***** TEXT BLOCK *****

1. Statistical filtering of the raw calls
The process used here is the Variant quality score recalibrator which builds an adaptive error model using known variant sites and then applies this model to estimate the probability that each variant in the callset is a true genetic variant or a machine/alignment artifact. All filtering criteria are learned from the data itself.
2. Analysis ready VCF protocol
Take a look at our FAQ page for specific recommendations on which training sets and command-line arguments to use with various project designs. It is expected that analysis will be required by the user when determining the best way to use this tool for different projects. These recommendations are only meant as jumping off points!
We've found that the best results are obtained with the VQSR when it is used to build separate adaptive error models for SNPs versus INDELs:
snp.model <- BuildErrorModelWithVQSR(raw.vcf, SNP) indel.model <- BuildErrorModelWithVQSR(raw.vcf, INDEL) recalibratedSNPs.rawIndels.vcf <- ApplyRecalibration(raw.vcf, snp.model, SNP) analysisReady.vcf <- ApplyRecalibration(recalibratedSNPs.rawIndels.vcf, indel.model, INDEL)
3. Notes about small whole exome projects or small target experiments
In our testing we've found that in order to achieve the best exome results one needs to use an exome callset with at least 30 samples. Also, for experiments that employ targeted resequencing of a small region (for example, a few hundred genes), VQSR may not be empowered regardless of the number of samples in the experiment. For users with experiments containing fewer exome samples or with a small target region there are several options to explore (listed in priority order of what we think will give the best results):
- Add additional samples for variant calling, either by sequencing additional samples or using publicly available exome bams from the 1000 Genomes Project (this option is used by the Broad exome production pipeline).

***** DATASET SECTION *****

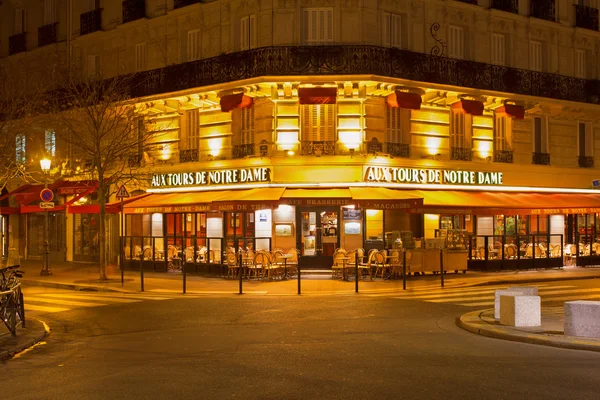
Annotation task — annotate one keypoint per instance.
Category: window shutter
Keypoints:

*****

**WHAT YOU ARE ASKED TO DO:** Reproduce the variant filtering text word for word, starting with "1. Statistical filtering" and going on through "the data itself.". The lines are separate from the variant filtering text.

**RESPONSE AREA:**
1. Statistical filtering of the raw calls
The process used here is the Variant quality score recalibrator which builds an adaptive error model using known variant sites and then applies this model to estimate the probability that each variant in the callset is a true genetic variant or a machine/alignment artifact. All filtering criteria are learned from the data itself.